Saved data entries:
%%

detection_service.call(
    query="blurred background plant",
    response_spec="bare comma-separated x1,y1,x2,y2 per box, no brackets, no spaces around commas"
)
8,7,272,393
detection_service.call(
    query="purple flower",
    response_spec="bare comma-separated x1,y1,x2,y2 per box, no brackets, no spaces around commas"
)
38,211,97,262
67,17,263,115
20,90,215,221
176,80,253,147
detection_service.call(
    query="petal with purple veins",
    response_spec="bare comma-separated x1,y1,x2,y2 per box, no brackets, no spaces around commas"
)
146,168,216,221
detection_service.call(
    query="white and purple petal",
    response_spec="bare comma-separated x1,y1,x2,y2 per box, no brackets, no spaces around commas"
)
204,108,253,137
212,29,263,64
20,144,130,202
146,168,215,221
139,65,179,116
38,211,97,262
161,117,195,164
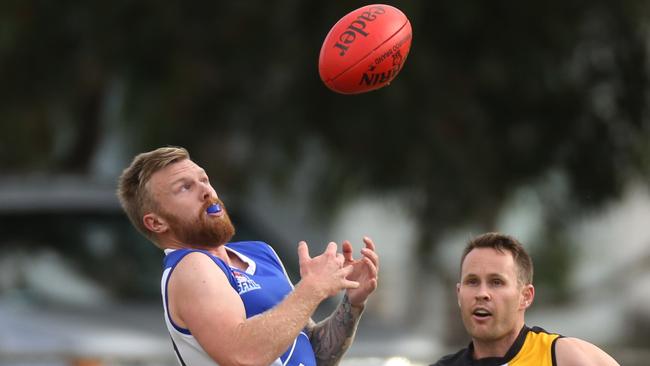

%%

■ **What this task involves**: Return every record above exactly as written, but drop the pictures.

■ **Answer box**:
detection_service.call(
    query="blurred background plant",
    response_spec="bare comma-separated x1,y1,x2,y2 per box, no brackets, no spaces around commas"
)
8,7,272,393
detection_service.call(
    query="purple flower",
    response_spec="bare comma-separated x1,y1,x2,y2 per box, no brackets, no spaces around commas"
)
38,211,97,262
67,17,263,115
20,90,215,221
176,80,253,147
detection_service.call(
    query="petal with purple veins",
    response_spec="bare comma-separated x1,y1,x2,y2 per box, no brackets, no spaces around commas"
)
146,168,216,221
detection_service.call(
    query="white and purple petal",
    response_spec="bare comma-separated x1,y1,x2,y2 per box, no brackets, no spaces around commas"
)
204,108,253,137
212,29,263,64
20,144,130,202
146,168,215,221
139,65,179,116
38,211,97,262
161,117,195,164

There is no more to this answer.